[Task brief] Reproduce the listing below line for line, without changing any wording, and leave out the pictures.

[Provided information]
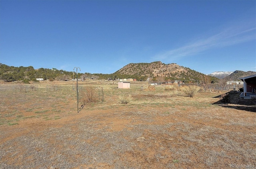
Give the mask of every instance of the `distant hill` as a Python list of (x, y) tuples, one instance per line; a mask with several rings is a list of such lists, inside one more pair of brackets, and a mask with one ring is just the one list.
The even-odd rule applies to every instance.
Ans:
[(240, 78), (254, 75), (256, 75), (256, 72), (253, 71), (244, 72), (242, 71), (236, 71), (226, 77), (224, 79), (227, 81), (237, 81), (239, 80)]
[(216, 71), (207, 75), (213, 77), (215, 77), (218, 79), (222, 79), (230, 75), (233, 72)]
[[(200, 80), (204, 75), (176, 63), (166, 64), (161, 61), (151, 63), (130, 63), (117, 71), (114, 74), (128, 75), (133, 76), (156, 77), (184, 80)], [(216, 78), (211, 77), (213, 80)]]

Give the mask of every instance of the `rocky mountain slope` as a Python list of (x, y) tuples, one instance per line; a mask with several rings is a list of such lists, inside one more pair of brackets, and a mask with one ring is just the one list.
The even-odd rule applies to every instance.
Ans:
[[(161, 61), (130, 63), (114, 73), (147, 77), (164, 77), (171, 79), (200, 80), (204, 75), (176, 63), (166, 64)], [(214, 77), (211, 77), (214, 79)]]
[(207, 75), (213, 77), (215, 77), (218, 79), (222, 79), (230, 75), (233, 72), (216, 71)]
[(256, 75), (256, 72), (248, 71), (244, 72), (242, 71), (236, 71), (230, 75), (226, 77), (224, 79), (227, 81), (239, 80), (242, 77)]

[Finished answer]
Give the mask of every instance of the `distant hill` as a Python list of (x, y) tuples, one instance per line; a mask with several rings is a list of such lists, inside one more pair of brackets, and a mask with one ring is just the one list.
The even-odd rule applies to every instance.
Ans:
[(240, 78), (254, 75), (256, 75), (256, 72), (253, 71), (244, 72), (242, 71), (236, 71), (226, 77), (224, 79), (227, 81), (237, 81), (239, 80)]
[(216, 71), (207, 75), (213, 77), (215, 77), (218, 79), (222, 79), (230, 75), (233, 72)]
[[(200, 80), (204, 75), (176, 63), (166, 64), (161, 61), (151, 63), (130, 63), (117, 71), (114, 74), (128, 75), (133, 76), (156, 77), (184, 80)], [(216, 78), (211, 77), (213, 80)]]

Give the mask of every instance of the `rocky mountain slope` as a Python list of (x, y) tuples, one instance per line; a mask with several rings is a list of such lists, inside one more pair of brackets, and a mask with one ring is just the one list.
The even-odd rule applies to every instance.
Ans:
[[(161, 61), (130, 63), (114, 73), (147, 77), (164, 77), (171, 79), (200, 80), (204, 75), (176, 63), (166, 64)], [(214, 77), (211, 77), (214, 79)]]
[(207, 75), (213, 77), (215, 77), (218, 79), (222, 79), (230, 75), (233, 72), (216, 71)]
[(256, 75), (256, 72), (248, 71), (244, 72), (242, 71), (236, 71), (230, 75), (226, 77), (224, 79), (227, 81), (239, 80), (242, 77)]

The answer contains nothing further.